What is needed:
Retype every entry exactly, character for character.

Supplied material:
==============================
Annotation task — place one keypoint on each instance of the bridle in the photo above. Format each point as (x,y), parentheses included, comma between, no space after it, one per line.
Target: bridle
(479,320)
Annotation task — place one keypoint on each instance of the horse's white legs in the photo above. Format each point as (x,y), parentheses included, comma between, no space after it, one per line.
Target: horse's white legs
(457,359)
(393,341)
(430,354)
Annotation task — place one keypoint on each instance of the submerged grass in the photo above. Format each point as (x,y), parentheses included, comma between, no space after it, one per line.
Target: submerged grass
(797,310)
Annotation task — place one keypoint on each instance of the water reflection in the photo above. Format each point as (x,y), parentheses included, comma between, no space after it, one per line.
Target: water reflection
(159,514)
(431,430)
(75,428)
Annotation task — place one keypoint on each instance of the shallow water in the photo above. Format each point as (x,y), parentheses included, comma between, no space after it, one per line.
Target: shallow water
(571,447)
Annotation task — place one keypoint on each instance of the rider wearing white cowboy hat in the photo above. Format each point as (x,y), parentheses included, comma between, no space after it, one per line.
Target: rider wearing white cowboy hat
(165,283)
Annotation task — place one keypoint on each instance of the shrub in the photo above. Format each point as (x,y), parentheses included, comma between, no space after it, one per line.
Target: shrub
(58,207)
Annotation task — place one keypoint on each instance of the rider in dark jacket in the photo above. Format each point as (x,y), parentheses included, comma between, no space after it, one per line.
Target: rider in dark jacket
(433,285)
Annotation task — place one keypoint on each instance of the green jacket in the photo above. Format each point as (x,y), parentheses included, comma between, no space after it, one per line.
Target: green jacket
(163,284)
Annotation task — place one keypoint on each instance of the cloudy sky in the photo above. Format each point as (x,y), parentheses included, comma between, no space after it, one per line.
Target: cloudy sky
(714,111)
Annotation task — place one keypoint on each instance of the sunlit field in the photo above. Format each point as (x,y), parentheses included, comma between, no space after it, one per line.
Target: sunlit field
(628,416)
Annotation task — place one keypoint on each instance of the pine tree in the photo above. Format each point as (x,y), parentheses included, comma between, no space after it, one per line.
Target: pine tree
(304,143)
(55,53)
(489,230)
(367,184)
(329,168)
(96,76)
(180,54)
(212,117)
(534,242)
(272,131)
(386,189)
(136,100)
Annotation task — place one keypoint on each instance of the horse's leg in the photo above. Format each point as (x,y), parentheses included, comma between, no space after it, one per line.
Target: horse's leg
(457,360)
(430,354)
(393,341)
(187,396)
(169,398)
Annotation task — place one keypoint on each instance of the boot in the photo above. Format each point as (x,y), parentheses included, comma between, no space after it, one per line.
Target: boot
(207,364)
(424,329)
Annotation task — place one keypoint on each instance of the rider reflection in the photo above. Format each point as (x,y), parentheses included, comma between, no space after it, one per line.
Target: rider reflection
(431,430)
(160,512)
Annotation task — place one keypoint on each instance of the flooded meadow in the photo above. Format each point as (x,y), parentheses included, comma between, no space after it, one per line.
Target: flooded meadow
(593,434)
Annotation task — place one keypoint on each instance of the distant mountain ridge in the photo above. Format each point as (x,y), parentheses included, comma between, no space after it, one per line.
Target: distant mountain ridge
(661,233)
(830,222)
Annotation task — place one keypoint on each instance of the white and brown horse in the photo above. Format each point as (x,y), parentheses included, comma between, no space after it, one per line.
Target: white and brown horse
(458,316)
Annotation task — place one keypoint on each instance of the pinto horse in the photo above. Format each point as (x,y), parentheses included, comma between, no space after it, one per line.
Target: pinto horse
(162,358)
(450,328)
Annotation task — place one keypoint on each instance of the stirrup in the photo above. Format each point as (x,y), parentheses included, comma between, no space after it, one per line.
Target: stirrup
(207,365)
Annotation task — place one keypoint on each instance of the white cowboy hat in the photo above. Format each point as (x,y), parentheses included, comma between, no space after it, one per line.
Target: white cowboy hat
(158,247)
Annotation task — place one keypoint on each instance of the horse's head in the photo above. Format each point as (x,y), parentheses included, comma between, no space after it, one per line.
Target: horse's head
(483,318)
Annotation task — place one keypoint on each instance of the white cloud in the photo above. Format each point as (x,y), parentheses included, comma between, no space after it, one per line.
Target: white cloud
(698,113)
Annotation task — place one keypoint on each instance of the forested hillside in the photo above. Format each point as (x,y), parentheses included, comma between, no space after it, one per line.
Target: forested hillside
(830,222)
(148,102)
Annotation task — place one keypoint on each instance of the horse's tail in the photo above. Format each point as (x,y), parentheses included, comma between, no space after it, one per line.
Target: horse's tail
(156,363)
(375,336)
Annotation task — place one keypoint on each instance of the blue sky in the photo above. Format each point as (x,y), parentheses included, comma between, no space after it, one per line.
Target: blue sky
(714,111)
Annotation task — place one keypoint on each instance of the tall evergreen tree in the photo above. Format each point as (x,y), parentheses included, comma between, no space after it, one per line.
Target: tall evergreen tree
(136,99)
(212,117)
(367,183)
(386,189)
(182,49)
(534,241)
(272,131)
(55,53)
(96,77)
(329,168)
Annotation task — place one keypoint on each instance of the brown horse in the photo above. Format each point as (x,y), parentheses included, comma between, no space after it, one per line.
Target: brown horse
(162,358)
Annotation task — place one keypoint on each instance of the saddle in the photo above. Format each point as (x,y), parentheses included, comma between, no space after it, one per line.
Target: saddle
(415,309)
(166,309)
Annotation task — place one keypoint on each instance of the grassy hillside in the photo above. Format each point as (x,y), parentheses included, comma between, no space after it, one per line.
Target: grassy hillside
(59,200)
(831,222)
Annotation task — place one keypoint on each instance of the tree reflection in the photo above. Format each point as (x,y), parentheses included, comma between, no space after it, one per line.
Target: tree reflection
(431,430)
==============================
Solution to this problem:
Annotation task — place one keypoint on each instance of the bridle in the photo above. Format each point as (x,y), parentheses included, comma between, no space after it, one per line.
Target: bridle
(479,320)
Annotation task — place one keypoint on each instance of the horse's white legs in the photo above. Format each point as (x,y), parentheses included, comma between, no space after it, one per line.
Target: horse's white legs
(457,359)
(393,341)
(430,354)
Annotation task — place one keypoint on each instance of the submerged grass in the photo above. Format each point as (x,y), parentheses included, comma between, no space after it, one per line.
Target: submerged grass
(797,310)
Annotation task — place one keypoint on each instance of the water reflection in the photo above. Format each point as (x,y), parentheses included, comma between, no space after it, one per line.
Target: water reflection
(159,514)
(431,430)
(75,428)
Annotation task — place one keypoint on each instance of the shallow water in the photo above. Format each point as (x,y), parentheses included, comma between, no space after it, one per line.
Target: shallow water
(571,447)
Annotation task — place one keypoint on each instance of the rider wearing white cowboy hat in the photo above. Format each point as (x,y), parentheses included, comma between, no space after it, one per line.
Target: rider wearing white cowboy hat
(165,283)
Annotation task — place one keypoint on each instance of the shrub in the photo above. Format each point as (x,y), parentheses included, comma between, no space after it, one per line.
Target: shrub
(58,207)
Annotation task — place one keypoint on each instance of the rider in dark jacket in the photo above. Format each point as (x,y), parentheses included, comma between, no space after it, one per line.
Target: rider in dark jacket
(433,285)
Annotation task — place one keypoint on each instance of the green jacket in the photo above. Format each point as (x,y), parentheses included, comma between, no space after it, one per line.
Target: green jacket
(163,284)
Annotation task — place one keypoint on each instance of the cloudy sky in the photo above. Format each point as (x,y), parentheses included, comma between, no space after it, one per line.
Target: cloudy sky
(714,111)
Annotation task — place one keypoint on each instance of the sunlit field in the photo above. Format each point as (x,y), parentheses included, comma between, no space after it, one per line.
Target: sunlit field
(628,416)
Annotation task — place one keypoint on each instance of the pine tree in the photo above. Format each point as (x,y), parentheses included, comma between, no space after it, one per line.
Target: pine tree
(304,143)
(55,53)
(489,230)
(367,184)
(329,168)
(96,76)
(180,54)
(212,117)
(534,242)
(272,131)
(386,189)
(136,100)
Annotation task — place one keypoint on each instance of the horse's leg in the photo above. Format each point as (x,y), parentheses included, comma between, no space after it, one per line.
Target: horse's leg
(457,360)
(430,354)
(393,341)
(187,396)
(169,398)
Annotation task — place one keypoint on each instance of the boot in the photo above. Format each point as (x,y), parentheses included, comma between, no space after it, one per line.
Target: boot
(207,364)
(424,329)
Annotation task — place one keypoint on each instance of the rider reflection in the photo above. Format each point as (x,y), parentheses included, comma between, no space after it, one per line.
Target: rider reflection
(431,430)
(160,512)
Annotation task — place one keypoint on each instance of the flooded meadow in the photo above. Format each point as (x,y), parentheses included, comma between, no space after it, one per line.
Target: flooded meadow
(593,434)
Annotation task — place one keypoint on each instance of the distant mountain ridge in the photo above. Format each point as (x,y), parentheses included, comma between, no space after it, one per line.
Target: distant mountain ridge
(661,233)
(830,222)
Annotation task — place one keypoint on each instance of the white and brown horse in the photo above. Format each point as (x,y), parentheses included, comma between, no space after it, one per line.
Target: white and brown horse
(458,316)
Annotation task — place one keypoint on each instance of the pinto horse in the photo above. Format each point as (x,y), parentheses included, comma between, no space after it, one per line.
Target: pinto horse
(162,358)
(450,328)
Annotation task — place one keypoint on each instance of the stirrup in the photo above. Format each point as (x,y), parentheses included, comma between, no space after it, one per line.
Target: stirrup
(207,365)
Annotation task — place one keypoint on each instance of the white cowboy hat in the photo above. Format each point as (x,y), parentheses included, comma between, no space after it, one per line.
Target: white cowboy hat
(158,247)
Annotation task — place one keypoint on each instance of the horse's head in the photo above. Format each point as (x,y), parentheses included, comma between, no space after it, one per line.
Target: horse's head
(483,318)
Annotation task — place one keypoint on each instance of the white cloud in the photo above. Format each point as (x,y), parentheses included, comma between, no space after it, one per line.
Target: white cloud
(698,113)
Annotation task — place one keypoint on each instance of the forested hillside in the photo above. Format each point as (x,y), parentheses included, comma between, no space after it, one per line.
Target: forested hillside
(830,222)
(148,102)
Annotation task — place one keypoint on each instance of the horse's tail in the photo above. Format each point as (x,y), parentheses included, comma between, no space after it, one per line.
Target: horse's tail
(156,363)
(375,336)
Annotation task — place one keypoint on each instance of the blue sky in the photo above. Format each point as (x,y), parentheses included, comma between, no space after it, one per line.
Target: blue sky
(714,111)
Annotation task — place one keypoint on each instance of the tall evergreen tree in the photo above. Format each point as (x,y), parentheses included, comma between, no space after it, one per line.
Target: tall evergreen tree
(136,99)
(212,117)
(367,183)
(386,189)
(182,49)
(534,241)
(272,131)
(55,53)
(96,77)
(329,168)
Annotation task — place one keypoint on each instance of the brown horse in the photo above. Format each point as (x,y), parentheses included, comma between, no space after it, one per line.
Target: brown horse
(162,358)
Annotation task — place one keypoint on each instance of the saddle in the photo above. Format each point as (x,y), parentheses included, comma between, no space after it, one per line.
Target: saddle
(415,309)
(166,309)
Annotation task — place one keypoint on each instance of the grassy hillside in the photo above. Format each point as (x,y), parentheses included, comma between, no space after it, one per line.
Target: grassy hillside
(59,200)
(831,222)
Annotation task — place one keypoint on each instance of the tree reflection in the photo above. Format each point as (x,y), parentheses included, comma between, no space after it, one per line.
Target: tree reflection
(431,430)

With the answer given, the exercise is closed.